## What the task requires:
Please duplicate the data below line for line, leaving out the pictures.

-- start of Exercise materials --

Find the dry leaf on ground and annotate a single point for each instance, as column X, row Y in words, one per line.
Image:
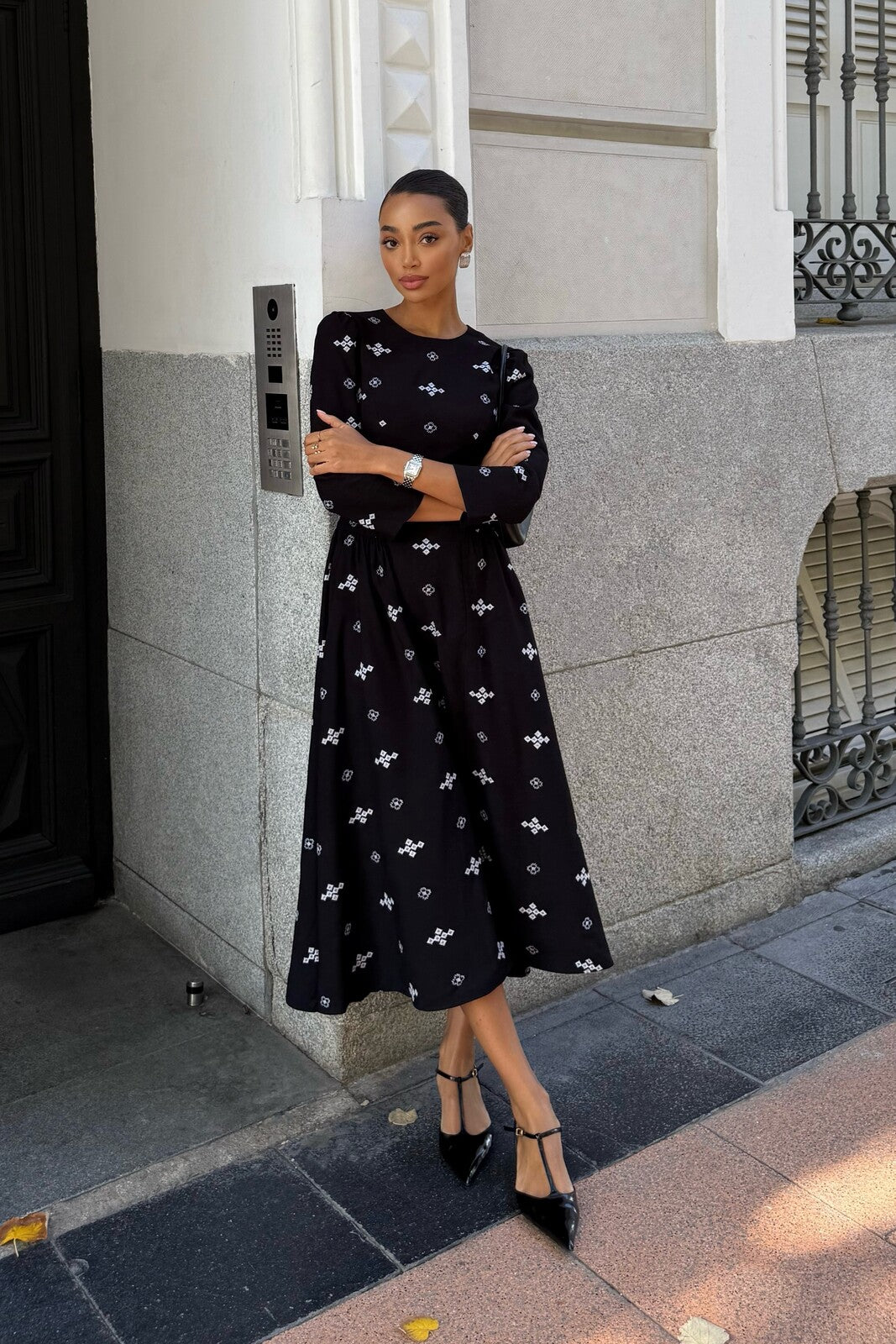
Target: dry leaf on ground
column 698, row 1331
column 26, row 1227
column 419, row 1328
column 661, row 996
column 402, row 1117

-- end of Exercise materials --

## Solved problem:
Find the dry leaf on ground and annotate a single point for each instance, as column X, row Y in words, one per line.
Image:
Target: dry leaf on ground
column 698, row 1331
column 26, row 1227
column 419, row 1328
column 661, row 996
column 402, row 1117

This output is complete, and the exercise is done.